Return the data below verbatim, every line in its original order.

○ ○ ○ ○ ○ ○ ○

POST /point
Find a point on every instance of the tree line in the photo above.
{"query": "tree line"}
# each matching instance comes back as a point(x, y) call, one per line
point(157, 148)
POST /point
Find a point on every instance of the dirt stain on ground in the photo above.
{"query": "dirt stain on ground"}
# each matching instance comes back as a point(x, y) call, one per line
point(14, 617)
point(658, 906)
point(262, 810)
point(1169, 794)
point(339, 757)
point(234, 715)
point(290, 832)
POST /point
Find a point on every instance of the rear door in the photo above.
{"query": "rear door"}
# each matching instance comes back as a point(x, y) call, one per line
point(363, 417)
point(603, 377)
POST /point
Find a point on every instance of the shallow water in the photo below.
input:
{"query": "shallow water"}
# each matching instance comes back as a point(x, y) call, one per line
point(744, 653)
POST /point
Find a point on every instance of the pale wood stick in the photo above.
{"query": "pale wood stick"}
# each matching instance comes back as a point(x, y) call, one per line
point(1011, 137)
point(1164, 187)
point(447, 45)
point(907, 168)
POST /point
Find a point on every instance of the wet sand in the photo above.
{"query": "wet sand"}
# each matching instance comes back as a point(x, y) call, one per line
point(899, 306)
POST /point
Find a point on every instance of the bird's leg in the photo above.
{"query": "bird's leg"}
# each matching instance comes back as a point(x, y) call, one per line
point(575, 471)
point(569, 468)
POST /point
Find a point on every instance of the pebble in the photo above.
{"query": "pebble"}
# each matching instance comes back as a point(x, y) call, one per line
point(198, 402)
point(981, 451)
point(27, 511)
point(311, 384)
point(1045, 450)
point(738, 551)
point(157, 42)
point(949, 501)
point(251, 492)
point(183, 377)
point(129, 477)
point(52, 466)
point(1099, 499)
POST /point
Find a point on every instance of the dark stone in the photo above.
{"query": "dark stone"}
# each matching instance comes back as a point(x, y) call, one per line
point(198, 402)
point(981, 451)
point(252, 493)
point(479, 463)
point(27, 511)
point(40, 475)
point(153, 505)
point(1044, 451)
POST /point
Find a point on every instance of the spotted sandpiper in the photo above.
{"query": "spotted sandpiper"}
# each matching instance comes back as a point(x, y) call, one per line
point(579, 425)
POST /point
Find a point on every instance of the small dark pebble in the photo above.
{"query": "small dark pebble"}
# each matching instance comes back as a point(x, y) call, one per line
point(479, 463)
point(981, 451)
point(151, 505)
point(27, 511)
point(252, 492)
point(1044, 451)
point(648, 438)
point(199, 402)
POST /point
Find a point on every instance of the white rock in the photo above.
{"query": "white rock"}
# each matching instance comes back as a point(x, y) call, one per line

○ ○ ○ ○ ○ ○ ○

▸ RESULT
POST /point
Find a point on every instance of the tree line in the photo above.
{"query": "tree line"}
# each matching instance comes back as a point(x, y) call, one per line
point(157, 148)
POST /point
Find a point on every instance of the dirt stain on ground in the photo above.
{"query": "dirt stain on ground"}
# each matching instance comes back as a point(x, y) call, one per line
point(14, 617)
point(658, 906)
point(262, 810)
point(1169, 794)
point(339, 757)
point(234, 715)
point(290, 832)
POST /point
Find a point on every instance of the rear door in the photo above.
{"query": "rear door"}
# each matching instance comes back as a point(x, y) call, one per line
point(363, 417)
point(603, 377)
POST /point
Find a point on every instance of the shallow water in the photo below.
input:
{"query": "shallow water"}
# each matching instance comes back as a point(x, y) call, one per line
point(744, 653)
POST /point
Find a point on every instance of the pale wood stick in the photo above.
{"query": "pale wood stick"}
# each matching instance comes back as a point(x, y) call, one per line
point(1011, 137)
point(1164, 187)
point(447, 45)
point(907, 168)
POST /point
Find a point on every instance of the wet sand in the photo above.
{"query": "wet sand"}
# each matching instance comes back as a point(x, y) call, one per line
point(899, 306)
POST /point
Find a point on every instance of the bird's leg in the photo above.
{"query": "bird's leg"}
# each matching instance comes back as a point(x, y) call, one per line
point(575, 471)
point(569, 468)
POST /point
Find a point on every instance of the pebble in the photo above.
{"query": "pebble"}
# each matching instance comes back as a point(x, y) call, one per line
point(198, 402)
point(981, 451)
point(27, 511)
point(311, 384)
point(1045, 450)
point(738, 551)
point(157, 42)
point(949, 501)
point(251, 492)
point(183, 377)
point(129, 477)
point(52, 466)
point(1099, 499)
POST /point
Find a point on every instance of the dark stone in the photo above.
{"query": "dark stone"}
# each matching instance comes back as a point(x, y) call, one per line
point(198, 402)
point(981, 451)
point(252, 493)
point(479, 463)
point(27, 511)
point(40, 475)
point(153, 505)
point(1044, 451)
POST /point
Find a point on every instance of the spotted sandpiper in the photo above.
{"query": "spotted sandpiper"}
# each matching instance comes back as a point(x, y) call, one per line
point(579, 425)
POST /point
Find a point on every instance of the small dark pebble in the photo above.
{"query": "small dark pebble"}
# each matching instance comes back as a point(x, y) call, one per line
point(479, 463)
point(981, 451)
point(151, 505)
point(27, 511)
point(252, 492)
point(1044, 451)
point(648, 438)
point(199, 402)
POST /point
Find a point on every instance of the white rock in the photo above.
{"query": "white rock"}
# each matching instance comes back as a point(x, y) call, one per line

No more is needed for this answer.